(THE EXERCISE): Show every line of the rows below that contains the word "background", treating uppercase and lowercase letters as different.
##### RECORDS TO PROCESS
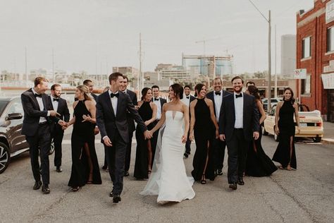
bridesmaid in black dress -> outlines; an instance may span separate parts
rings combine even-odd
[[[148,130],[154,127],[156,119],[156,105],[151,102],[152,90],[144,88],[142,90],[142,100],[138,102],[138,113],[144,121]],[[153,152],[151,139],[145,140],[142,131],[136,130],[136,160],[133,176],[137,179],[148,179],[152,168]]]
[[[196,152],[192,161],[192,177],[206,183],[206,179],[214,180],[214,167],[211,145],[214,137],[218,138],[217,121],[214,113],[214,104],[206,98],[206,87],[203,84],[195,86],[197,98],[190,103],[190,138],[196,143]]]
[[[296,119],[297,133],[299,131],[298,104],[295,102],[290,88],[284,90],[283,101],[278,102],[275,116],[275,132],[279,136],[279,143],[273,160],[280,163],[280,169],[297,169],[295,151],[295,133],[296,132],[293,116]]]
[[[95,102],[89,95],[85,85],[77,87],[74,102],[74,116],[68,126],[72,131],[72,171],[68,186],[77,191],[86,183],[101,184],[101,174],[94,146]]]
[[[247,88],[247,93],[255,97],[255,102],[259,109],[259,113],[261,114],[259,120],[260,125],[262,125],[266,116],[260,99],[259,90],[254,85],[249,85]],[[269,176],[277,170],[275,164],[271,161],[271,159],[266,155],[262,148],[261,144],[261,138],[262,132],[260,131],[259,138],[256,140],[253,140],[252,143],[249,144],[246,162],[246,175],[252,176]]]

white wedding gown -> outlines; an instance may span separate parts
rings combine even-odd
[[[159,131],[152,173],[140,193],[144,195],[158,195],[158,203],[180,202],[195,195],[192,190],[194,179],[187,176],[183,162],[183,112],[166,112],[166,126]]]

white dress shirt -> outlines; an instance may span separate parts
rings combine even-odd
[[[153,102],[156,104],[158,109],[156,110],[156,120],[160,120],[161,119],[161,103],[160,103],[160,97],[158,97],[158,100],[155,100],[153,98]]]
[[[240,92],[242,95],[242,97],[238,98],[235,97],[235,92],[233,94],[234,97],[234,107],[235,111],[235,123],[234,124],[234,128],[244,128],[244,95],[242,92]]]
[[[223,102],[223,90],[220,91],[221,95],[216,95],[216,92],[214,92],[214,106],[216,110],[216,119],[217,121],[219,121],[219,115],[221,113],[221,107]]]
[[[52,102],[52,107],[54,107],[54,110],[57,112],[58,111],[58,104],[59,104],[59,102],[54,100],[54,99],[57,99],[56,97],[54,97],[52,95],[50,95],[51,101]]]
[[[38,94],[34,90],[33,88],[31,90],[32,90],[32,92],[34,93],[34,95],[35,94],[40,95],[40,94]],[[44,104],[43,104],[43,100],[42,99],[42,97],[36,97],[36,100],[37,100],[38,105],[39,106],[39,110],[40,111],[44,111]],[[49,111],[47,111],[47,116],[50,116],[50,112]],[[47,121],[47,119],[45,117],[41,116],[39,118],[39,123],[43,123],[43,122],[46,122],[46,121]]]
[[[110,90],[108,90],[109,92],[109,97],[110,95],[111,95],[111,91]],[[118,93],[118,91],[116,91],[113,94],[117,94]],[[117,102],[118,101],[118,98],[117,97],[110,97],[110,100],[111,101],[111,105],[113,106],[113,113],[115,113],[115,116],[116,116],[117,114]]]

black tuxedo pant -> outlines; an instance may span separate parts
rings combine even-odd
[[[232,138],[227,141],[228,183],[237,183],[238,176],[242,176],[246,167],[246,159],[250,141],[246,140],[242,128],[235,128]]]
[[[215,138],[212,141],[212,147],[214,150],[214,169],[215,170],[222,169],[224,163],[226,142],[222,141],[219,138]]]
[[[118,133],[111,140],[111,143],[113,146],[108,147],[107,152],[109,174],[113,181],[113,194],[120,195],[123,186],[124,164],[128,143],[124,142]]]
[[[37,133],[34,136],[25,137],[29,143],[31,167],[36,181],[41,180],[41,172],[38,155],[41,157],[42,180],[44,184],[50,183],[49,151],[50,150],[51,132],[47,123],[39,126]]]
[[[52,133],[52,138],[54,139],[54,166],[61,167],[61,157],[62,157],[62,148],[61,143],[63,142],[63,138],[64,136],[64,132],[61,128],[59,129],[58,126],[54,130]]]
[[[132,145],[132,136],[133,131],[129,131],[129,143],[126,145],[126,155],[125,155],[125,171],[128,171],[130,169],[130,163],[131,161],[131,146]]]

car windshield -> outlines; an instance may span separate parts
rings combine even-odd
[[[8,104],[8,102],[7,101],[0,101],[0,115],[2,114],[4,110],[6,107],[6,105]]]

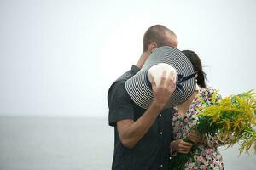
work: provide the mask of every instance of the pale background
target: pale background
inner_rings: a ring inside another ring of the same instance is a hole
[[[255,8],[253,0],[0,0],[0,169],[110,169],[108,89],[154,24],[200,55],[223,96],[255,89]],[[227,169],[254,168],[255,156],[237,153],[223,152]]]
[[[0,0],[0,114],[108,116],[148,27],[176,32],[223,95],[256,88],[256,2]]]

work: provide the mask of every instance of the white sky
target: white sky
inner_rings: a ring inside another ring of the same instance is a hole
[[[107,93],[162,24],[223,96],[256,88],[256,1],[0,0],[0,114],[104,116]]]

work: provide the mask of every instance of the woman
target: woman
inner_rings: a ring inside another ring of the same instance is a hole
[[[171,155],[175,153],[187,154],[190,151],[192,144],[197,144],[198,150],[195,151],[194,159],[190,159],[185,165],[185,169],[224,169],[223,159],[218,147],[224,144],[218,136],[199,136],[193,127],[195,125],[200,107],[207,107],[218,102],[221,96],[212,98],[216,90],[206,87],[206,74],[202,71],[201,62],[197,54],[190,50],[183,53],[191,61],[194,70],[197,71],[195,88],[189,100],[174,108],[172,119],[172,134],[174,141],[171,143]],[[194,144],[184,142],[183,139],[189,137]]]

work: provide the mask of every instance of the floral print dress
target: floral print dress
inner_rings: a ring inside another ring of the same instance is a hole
##########
(RIGHT ANSWER):
work: provide the mask of every instance of the pale background
target: pale background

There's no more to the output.